Point placement records
◇ ◇ ◇ ◇ ◇

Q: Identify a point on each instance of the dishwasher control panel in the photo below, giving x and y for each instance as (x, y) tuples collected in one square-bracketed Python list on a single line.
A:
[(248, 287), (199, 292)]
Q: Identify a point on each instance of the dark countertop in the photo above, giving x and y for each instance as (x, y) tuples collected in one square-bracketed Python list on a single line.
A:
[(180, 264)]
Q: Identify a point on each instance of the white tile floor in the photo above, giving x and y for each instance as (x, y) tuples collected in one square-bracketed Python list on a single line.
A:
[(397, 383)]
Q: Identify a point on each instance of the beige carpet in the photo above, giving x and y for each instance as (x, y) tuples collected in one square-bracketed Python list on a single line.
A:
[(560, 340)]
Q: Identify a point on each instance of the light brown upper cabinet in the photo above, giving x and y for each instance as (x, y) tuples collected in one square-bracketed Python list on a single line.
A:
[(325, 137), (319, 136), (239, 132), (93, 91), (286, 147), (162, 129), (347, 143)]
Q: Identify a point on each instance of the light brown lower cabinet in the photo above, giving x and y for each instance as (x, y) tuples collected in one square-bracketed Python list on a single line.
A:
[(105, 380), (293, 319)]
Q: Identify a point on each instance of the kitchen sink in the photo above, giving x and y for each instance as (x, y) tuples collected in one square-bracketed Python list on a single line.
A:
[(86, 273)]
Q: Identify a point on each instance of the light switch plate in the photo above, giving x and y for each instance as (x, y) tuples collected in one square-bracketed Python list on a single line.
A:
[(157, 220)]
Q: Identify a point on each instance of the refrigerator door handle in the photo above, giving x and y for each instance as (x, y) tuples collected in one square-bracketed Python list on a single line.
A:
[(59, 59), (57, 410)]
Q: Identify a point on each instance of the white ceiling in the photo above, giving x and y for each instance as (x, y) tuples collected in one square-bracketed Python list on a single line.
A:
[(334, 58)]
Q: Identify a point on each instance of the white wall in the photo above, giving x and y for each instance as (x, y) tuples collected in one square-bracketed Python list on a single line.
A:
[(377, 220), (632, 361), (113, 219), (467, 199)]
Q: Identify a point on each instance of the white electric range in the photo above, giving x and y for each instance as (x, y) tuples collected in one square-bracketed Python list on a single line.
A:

◇ ◇ ◇ ◇ ◇

→ **EXERCISE**:
Can you reproduce all of the records above word for word, keeping every line unchanged?

→ **WRITTEN REPLY**:
Q: Identify a point on each instance of the dishwasher control panel in the photo below, giving x and y for each instance as (x, y) tuples collected in one square-bracketed Python list on a single line.
A:
[(248, 287), (199, 292)]
Q: Identify a point on each instance of the dark countertop in the photo above, giving x and y for each instance as (x, y) tuples collected in one square-bracketed Python list on a single line.
A:
[(180, 264)]
Q: Identify a point on each instance of the white tile floor in the photo above, giving x and y for each instance as (x, y) tuples collected in one square-bracketed Python list on a single line.
A:
[(397, 383)]
Q: Identify a point on each instance of the beige carpet in the photo above, giving x and y for each instance as (x, y) tuples collected in one square-bracketed Python list on a single line.
A:
[(560, 340)]
Q: Identify a point on each instance of the light brown upper cabinet in the photo above, giving x and y for each instance as (x, y) tuples collected in one square-bracketed Python list on a single line.
A:
[(325, 137), (319, 136), (239, 132), (93, 91), (286, 147), (162, 129), (347, 143)]
Q: Identify a point on each instance of the light brown lower cabinet in the photo above, giving x and y for each instance as (x, y) tuples collected in one square-bracketed Python list on a single line.
A:
[(105, 380), (293, 319)]
Q: Identify a point on each instance of the kitchen sink in the photo above, giving x and y for each instance as (x, y) tuples collected in one square-bracketed Python list on a single line.
A:
[(86, 273)]
Q: Identify a point on each instance of the light switch plate in the photo above, giving x and y for each instance as (x, y) tuples collected in one square-bracketed Python list on a single line.
A:
[(157, 220)]
Q: Identify a point on each instance of the refrigerator door handle in the photo above, giving x and y for each instance as (x, y) tuples collected in one square-bracketed Python list on a single line.
A:
[(59, 59), (57, 410)]
Q: Identify a point on each instance of the white ceiling in the photo above, giving x and y for each instance as (x, y) tuples collected in one square-bracketed Python list on a single line.
A:
[(334, 58)]
Q: Identify a point on each instance of the white wall in the photo above, giving x and y for each instance as (x, y) tuples collected in one square-bracketed Python list on a single line.
A:
[(377, 220), (632, 361), (113, 219), (467, 199)]
Q: Identify a point on each instance of the white electric range in the photo above, giving x and y for each instance as (x, y) tuples collected in one square-bracketed Python list on a single line.
A:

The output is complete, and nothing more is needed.